- [Problem requirements] Could you print all the entries exactly?

- [The records]
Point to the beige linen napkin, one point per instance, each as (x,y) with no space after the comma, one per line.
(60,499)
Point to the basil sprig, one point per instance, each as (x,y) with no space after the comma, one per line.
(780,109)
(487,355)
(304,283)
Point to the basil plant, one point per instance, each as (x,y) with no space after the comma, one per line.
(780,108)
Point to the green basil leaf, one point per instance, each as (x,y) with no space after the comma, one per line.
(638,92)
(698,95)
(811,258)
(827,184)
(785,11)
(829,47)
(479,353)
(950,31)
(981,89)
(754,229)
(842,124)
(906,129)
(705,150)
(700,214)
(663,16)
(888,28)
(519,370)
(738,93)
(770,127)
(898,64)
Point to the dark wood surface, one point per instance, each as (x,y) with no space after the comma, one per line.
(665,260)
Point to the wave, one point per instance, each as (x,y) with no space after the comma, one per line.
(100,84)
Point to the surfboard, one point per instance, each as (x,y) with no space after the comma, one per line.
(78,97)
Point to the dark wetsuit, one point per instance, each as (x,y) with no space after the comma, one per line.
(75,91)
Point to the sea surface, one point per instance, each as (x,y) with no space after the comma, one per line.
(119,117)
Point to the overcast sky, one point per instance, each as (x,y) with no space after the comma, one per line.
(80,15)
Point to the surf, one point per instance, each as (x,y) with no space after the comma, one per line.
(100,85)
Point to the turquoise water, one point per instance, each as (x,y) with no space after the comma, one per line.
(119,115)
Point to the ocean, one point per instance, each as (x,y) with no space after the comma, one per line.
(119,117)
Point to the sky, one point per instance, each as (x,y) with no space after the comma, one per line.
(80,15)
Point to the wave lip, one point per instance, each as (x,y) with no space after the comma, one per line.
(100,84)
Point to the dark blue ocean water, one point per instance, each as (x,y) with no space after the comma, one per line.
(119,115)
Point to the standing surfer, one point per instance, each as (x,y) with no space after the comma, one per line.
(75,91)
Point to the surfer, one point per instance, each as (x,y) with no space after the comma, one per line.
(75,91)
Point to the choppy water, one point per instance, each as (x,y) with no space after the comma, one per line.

- [Written response]
Point to the beige linen napkin, one point per instance, each as (x,y) with no space after the comma, one per line.
(60,499)
Point to the basil sprig, one point per instance, each as (x,y) with no space after the comma, one per line.
(780,109)
(487,355)
(304,283)
Point to the basil plant, one point per instance, each as (x,y) with no space after the comma, one per line.
(780,108)
Point to the green basil leaf, one point per instance, each as (x,y) with no space after the comma, one per line.
(638,92)
(698,95)
(811,258)
(827,184)
(785,11)
(829,47)
(479,353)
(950,31)
(981,89)
(754,229)
(842,124)
(906,129)
(705,150)
(700,214)
(663,16)
(888,28)
(519,370)
(738,93)
(770,127)
(898,64)
Point to the dark wood surface, one point per instance, each as (x,y) with no space after the comma, one per line.
(665,260)
Point to the wave, one point per instance, each as (x,y) with no space after the comma, one per line.
(100,84)
Point to the surfboard, one point per instance, each as (x,y) with no space after the comma, one per line.
(78,97)
Point to the dark wetsuit, one point per instance, each as (x,y) with no space after the comma, one per line.
(75,91)
Point to the sea surface, one point per instance, each as (x,y) with no space after the comma, one per line.
(119,117)
Point to the overcast sky, one point per instance, each as (x,y) with no space after the comma, one per line.
(80,15)
Point to the surf, one point per instance, each as (x,y) with no space after the comma, one per line.
(100,85)
Point to the turquoise water, one point per instance, each as (x,y) with no space after the comma, one per line.
(119,115)
Point to the ocean, one point per instance, each as (x,y) with no space after the comma, one per line.
(119,117)
Point to the sky, one point per instance, each as (x,y) with no space after the comma, one per line.
(80,15)
Point to the wave lip, one point per instance, each as (x,y) with no space after the comma, one per line.
(100,84)
Point to the dark blue ocean water, one point per instance, each as (x,y) with no space after the comma, one per line.
(119,115)
Point to the standing surfer, one point per instance, each as (x,y) with no space after the comma, one per line.
(75,91)
Point to the surfer, one point per instance, each as (x,y) with no space after the comma, one per line.
(75,91)
Point to the choppy water, one point per instance, each as (x,y) with no space after the comma, one per line.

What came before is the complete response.